++++ Data for the task
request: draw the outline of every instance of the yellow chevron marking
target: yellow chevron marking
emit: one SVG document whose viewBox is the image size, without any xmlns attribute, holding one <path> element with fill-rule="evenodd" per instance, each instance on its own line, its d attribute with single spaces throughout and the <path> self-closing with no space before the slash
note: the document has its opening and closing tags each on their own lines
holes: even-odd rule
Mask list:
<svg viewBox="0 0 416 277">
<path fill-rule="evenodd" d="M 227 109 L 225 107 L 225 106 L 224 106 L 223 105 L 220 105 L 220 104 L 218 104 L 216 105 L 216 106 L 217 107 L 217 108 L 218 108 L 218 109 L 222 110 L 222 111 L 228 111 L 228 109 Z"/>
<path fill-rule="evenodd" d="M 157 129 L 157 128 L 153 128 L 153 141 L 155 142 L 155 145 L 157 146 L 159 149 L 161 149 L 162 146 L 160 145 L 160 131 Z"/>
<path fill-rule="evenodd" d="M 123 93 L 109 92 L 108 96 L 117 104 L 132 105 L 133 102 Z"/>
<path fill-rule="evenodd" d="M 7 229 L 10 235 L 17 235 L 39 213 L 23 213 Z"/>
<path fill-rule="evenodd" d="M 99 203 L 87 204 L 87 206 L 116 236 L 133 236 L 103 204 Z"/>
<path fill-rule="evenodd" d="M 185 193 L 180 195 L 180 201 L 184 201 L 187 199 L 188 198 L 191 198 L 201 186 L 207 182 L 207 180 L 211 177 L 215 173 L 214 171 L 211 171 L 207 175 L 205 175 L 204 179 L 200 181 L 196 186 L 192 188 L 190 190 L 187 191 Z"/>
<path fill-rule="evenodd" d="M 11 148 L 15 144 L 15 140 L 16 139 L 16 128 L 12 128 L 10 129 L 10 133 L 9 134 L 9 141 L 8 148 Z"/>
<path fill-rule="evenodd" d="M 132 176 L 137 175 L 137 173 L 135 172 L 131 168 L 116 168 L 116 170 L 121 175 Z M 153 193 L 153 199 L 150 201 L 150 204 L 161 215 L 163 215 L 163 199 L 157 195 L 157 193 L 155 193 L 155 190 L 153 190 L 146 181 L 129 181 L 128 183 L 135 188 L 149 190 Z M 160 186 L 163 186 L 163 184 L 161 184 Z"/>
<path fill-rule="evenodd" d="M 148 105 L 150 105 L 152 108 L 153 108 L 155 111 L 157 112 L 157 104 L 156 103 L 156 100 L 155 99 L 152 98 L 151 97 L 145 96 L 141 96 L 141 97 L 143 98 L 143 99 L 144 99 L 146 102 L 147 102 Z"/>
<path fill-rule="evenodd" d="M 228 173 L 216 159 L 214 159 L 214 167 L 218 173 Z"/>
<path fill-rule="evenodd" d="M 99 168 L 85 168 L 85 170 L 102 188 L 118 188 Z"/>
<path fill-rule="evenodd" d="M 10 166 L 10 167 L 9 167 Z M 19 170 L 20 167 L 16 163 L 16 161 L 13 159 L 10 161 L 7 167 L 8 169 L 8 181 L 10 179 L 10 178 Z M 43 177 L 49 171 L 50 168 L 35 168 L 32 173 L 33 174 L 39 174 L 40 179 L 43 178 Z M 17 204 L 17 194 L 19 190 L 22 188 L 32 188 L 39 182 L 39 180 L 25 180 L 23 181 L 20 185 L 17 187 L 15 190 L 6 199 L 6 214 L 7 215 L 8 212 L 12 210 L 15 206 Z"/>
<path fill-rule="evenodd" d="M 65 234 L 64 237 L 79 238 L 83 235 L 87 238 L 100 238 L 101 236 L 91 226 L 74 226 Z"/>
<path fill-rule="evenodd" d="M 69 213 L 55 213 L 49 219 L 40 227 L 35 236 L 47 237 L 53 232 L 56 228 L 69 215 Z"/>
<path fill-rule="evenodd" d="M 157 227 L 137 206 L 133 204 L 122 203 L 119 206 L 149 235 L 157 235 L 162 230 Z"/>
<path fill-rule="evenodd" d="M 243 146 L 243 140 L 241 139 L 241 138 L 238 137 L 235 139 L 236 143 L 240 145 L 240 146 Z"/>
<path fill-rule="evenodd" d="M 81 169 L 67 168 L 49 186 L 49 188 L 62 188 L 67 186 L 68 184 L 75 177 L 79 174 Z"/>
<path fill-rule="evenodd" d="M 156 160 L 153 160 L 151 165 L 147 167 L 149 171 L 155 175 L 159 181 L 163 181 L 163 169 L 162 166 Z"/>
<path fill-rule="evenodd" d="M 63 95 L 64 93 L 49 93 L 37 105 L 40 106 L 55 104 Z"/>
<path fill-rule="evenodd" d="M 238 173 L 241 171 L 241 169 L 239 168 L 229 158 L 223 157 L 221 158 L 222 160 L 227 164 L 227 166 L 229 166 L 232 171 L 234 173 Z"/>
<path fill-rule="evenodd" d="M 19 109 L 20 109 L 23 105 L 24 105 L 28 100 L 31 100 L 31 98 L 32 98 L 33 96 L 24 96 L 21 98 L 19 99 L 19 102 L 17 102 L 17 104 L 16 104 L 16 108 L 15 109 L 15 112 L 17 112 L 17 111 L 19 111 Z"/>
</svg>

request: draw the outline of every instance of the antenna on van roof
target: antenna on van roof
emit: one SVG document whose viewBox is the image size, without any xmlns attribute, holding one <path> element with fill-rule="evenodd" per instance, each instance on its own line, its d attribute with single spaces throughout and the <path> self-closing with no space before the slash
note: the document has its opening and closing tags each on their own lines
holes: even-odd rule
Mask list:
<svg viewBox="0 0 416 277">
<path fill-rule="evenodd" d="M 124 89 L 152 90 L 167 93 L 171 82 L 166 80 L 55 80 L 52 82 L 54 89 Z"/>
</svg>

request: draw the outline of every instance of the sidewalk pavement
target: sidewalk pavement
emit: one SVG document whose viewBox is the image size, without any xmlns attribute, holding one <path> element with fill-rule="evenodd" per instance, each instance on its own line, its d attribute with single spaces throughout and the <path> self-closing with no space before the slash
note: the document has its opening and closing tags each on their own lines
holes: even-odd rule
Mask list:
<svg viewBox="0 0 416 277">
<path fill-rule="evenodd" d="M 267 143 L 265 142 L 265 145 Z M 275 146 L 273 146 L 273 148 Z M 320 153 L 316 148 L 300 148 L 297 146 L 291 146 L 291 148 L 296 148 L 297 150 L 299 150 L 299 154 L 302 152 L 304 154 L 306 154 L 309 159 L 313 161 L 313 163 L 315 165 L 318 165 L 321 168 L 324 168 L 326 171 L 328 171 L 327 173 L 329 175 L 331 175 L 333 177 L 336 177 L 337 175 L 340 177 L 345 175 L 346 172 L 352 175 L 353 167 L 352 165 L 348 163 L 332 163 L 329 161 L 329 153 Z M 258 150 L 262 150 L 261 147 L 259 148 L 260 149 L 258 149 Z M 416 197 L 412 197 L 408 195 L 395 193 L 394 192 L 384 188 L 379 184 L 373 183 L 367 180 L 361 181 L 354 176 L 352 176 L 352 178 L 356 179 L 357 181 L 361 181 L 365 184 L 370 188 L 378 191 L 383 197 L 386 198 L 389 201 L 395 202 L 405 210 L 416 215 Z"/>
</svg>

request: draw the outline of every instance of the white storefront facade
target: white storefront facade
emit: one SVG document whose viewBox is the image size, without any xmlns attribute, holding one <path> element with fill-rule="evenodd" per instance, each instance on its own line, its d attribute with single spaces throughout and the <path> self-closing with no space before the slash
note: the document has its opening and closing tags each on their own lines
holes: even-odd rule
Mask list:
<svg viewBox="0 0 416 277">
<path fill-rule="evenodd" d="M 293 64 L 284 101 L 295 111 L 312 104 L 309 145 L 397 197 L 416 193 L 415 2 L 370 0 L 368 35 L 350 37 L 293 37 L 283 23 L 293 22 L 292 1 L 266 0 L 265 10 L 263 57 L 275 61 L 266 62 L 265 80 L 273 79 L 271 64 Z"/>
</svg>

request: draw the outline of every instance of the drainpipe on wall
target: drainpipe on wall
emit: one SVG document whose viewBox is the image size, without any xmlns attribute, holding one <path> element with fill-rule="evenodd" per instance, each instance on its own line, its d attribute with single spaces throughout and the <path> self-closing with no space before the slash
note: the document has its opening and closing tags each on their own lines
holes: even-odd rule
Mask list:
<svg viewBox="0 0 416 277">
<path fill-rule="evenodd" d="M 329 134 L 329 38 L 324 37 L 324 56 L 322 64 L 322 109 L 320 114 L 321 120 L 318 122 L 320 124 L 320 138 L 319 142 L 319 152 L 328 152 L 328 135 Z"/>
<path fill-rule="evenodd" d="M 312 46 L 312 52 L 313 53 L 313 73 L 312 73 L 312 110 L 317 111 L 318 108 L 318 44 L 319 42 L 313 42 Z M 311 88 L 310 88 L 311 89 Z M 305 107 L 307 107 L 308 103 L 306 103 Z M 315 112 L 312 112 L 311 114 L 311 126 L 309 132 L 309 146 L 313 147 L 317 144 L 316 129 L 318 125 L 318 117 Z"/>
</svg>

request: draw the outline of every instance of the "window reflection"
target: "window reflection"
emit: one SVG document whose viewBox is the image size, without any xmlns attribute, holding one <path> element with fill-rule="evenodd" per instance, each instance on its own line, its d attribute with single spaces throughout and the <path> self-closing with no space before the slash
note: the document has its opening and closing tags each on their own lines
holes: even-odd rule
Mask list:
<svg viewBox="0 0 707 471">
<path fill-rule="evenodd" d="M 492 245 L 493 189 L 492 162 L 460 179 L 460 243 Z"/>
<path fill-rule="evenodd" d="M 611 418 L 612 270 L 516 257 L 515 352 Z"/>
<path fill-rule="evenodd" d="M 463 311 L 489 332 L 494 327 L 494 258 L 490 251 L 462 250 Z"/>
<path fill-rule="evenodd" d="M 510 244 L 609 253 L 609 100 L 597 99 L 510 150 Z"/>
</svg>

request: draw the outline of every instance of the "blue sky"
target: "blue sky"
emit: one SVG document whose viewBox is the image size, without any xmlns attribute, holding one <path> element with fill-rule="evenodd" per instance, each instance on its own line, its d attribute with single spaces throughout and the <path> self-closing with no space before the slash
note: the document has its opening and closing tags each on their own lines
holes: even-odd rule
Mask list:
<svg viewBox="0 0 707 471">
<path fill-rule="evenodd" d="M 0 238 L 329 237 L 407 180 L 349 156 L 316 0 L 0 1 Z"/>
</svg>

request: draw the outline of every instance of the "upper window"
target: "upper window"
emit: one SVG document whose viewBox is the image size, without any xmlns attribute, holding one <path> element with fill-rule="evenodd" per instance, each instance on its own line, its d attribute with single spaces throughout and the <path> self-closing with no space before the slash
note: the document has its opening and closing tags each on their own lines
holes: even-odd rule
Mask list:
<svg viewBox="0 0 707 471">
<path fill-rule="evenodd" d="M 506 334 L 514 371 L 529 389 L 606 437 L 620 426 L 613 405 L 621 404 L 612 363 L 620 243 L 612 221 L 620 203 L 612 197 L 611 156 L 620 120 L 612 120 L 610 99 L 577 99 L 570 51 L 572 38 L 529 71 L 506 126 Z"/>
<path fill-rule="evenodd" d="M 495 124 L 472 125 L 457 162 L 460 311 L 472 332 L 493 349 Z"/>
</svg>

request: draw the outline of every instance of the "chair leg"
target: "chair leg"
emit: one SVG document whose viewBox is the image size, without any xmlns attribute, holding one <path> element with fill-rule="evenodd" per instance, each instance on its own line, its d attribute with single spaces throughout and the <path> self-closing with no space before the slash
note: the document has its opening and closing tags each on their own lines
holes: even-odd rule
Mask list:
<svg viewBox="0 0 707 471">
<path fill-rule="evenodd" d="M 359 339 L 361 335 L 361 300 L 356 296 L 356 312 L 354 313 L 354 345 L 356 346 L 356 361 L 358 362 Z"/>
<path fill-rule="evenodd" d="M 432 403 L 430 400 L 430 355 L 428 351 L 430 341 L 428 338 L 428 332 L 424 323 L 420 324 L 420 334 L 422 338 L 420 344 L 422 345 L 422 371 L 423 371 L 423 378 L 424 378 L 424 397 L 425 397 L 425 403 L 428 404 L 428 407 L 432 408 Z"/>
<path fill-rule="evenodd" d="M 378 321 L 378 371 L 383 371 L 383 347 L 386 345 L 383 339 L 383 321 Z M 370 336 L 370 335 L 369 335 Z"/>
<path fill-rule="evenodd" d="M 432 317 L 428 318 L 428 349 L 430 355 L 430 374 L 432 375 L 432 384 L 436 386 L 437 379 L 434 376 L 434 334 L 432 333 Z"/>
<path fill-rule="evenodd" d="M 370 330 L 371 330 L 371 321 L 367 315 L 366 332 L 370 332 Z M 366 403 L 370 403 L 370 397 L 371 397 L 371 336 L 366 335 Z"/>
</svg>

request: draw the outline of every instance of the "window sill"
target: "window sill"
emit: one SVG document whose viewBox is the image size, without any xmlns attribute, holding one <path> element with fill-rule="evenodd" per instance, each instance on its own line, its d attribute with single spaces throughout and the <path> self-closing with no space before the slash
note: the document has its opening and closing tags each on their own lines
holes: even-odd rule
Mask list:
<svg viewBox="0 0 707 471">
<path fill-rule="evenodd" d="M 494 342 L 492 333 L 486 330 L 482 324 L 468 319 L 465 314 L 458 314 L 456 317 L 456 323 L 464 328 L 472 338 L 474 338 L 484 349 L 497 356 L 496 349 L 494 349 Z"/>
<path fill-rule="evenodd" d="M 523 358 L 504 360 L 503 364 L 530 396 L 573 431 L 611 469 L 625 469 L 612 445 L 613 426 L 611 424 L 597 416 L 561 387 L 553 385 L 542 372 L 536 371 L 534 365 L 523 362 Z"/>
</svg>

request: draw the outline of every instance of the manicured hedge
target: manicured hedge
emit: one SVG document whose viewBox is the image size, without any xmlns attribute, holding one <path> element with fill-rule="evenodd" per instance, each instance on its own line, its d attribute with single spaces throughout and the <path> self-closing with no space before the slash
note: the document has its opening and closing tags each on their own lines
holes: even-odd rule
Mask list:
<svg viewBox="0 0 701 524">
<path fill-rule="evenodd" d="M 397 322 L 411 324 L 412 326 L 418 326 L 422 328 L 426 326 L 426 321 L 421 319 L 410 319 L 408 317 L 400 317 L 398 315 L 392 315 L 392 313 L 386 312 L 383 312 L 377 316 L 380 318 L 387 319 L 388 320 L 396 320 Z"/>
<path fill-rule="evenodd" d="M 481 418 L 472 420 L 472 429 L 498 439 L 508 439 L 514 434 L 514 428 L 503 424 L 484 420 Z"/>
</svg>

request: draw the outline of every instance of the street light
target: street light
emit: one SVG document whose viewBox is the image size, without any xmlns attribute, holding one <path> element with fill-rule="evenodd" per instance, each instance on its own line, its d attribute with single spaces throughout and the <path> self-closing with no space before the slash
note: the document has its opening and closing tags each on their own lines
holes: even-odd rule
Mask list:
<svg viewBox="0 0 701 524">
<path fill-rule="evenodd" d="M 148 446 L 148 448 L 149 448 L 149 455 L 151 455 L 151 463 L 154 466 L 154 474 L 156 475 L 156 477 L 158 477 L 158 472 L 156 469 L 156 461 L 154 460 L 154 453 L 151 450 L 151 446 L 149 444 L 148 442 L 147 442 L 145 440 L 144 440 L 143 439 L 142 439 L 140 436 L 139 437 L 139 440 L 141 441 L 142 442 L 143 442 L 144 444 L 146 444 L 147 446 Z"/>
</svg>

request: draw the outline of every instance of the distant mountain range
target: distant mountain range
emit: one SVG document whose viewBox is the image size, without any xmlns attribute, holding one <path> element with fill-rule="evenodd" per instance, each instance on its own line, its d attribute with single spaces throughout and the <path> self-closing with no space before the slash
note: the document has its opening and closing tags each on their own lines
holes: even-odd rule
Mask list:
++++++++
Directive: Rescale everything from the start of the items down to the line containing "227 109 L 225", with both ends included, and give only those lines in full, request lines as well. Multiply each number in the answers (the viewBox values and the path coordinates) by 0.75 and round to whole numbers, rounding halves up.

Complete response:
request: draw the outline of every instance of the yellow chevron marking
target: yellow chevron marking
emit: one SVG document whose viewBox is the image size, without any xmlns attribute, holding one <path> element with fill-rule="evenodd" per instance, each instance on its own line, its d attribute with single spaces throughout and the <path> self-closing with no space before the slash
note: the document has its opening and closing tags each on their own lines
holes: even-odd rule
Mask list:
<svg viewBox="0 0 312 208">
<path fill-rule="evenodd" d="M 170 82 L 169 80 L 169 80 L 168 80 L 167 79 L 165 79 L 165 78 L 164 78 L 162 79 L 162 80 L 163 80 L 163 81 L 164 81 L 164 82 L 167 83 L 167 83 L 171 83 L 171 82 Z"/>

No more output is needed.